Once you have read the records below, restate them word for word.

┄┄┄┄┄┄

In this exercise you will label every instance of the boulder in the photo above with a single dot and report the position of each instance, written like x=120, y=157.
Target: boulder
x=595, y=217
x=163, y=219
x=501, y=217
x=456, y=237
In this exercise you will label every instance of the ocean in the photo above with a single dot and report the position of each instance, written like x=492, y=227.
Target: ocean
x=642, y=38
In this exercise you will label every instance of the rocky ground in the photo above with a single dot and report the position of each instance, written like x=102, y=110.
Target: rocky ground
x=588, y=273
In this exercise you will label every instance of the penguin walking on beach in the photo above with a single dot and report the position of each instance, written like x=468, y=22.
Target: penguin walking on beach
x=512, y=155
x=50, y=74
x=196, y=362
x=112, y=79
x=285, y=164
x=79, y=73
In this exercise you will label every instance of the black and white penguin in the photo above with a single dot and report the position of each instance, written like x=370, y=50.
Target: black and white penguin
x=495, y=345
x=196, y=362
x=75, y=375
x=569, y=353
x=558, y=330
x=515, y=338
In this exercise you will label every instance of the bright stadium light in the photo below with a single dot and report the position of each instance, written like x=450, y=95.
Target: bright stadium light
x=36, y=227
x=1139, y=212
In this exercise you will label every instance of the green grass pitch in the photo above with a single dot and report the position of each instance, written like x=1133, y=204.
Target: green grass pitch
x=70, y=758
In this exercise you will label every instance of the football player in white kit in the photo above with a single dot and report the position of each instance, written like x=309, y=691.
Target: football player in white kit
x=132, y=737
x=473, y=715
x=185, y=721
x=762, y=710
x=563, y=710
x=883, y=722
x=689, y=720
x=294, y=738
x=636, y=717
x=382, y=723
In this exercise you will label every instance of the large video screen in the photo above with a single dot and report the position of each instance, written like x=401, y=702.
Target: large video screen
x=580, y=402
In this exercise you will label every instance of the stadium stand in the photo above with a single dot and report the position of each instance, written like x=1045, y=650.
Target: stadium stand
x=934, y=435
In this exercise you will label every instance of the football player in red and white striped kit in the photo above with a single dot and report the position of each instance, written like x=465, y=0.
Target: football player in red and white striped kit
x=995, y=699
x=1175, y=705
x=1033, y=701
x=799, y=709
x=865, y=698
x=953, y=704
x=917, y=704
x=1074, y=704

┄┄┄┄┄┄

Expected output —
In this exercise you will label every instance of the boulder in the photo above with a single dot and report the position of each instance, written like x=120, y=157.
Target: boulder
x=595, y=217
x=163, y=219
x=501, y=217
x=456, y=237
In this exercise you will label every instance of the ocean in the photo above with a single dot and report the position of each instance, written like x=492, y=227.
Target: ocean
x=642, y=38
In this exercise you will label every instance of the rocky ground in the photo above with a single dot and report the position of each instance, written like x=102, y=110.
Target: rocky ground
x=588, y=273
In this exercise you will label every instance of the penguin walking on beach in the photo above with a single dot and report the position of each instance, written like x=468, y=22.
Target: penguin walking on beach
x=512, y=155
x=50, y=74
x=196, y=362
x=112, y=79
x=285, y=164
x=79, y=73
In this exercise you will label every instance of the black and white penguin in the photo above with a single dot and report the position of each instance, written like x=370, y=50.
Target: black and white penguin
x=495, y=345
x=196, y=362
x=75, y=375
x=569, y=353
x=558, y=330
x=515, y=338
In this exercise you will label every instance of the bright stadium light in the photo below with a single dot and report the position of each instance, written like x=450, y=95.
Target: bright stadium light
x=36, y=227
x=1139, y=212
In this exercise you will label every instance of the green grass pitch in the photo above with a single dot and report the position of each instance, written like x=1133, y=204.
Target: green grass pitch
x=70, y=758
In this exercise you will label every instance of the football player in white kit in the photo above with a single dot and report the position of each instance, written like x=309, y=691.
Target: football player in white kit
x=132, y=737
x=473, y=715
x=185, y=721
x=762, y=710
x=563, y=710
x=883, y=722
x=689, y=720
x=294, y=738
x=636, y=717
x=382, y=723
In this exercise you will label every instance of the large video screen in the photo above with a single dot and report the position of each instance, written like x=401, y=702.
Target: large video screen
x=580, y=402
In this exercise you will label every instance of the stadium stand in the photo above with a single dot and report the position of each instance, written like x=1045, y=650.
Target: stadium stand
x=934, y=435
In this exercise you will label every instance of the football player in red and white striped kit in the photo above with a single dot and report the position of each instance, written like x=465, y=0.
Target: football player in red and white striped kit
x=995, y=699
x=1175, y=705
x=1033, y=701
x=799, y=709
x=865, y=698
x=953, y=704
x=917, y=704
x=1074, y=704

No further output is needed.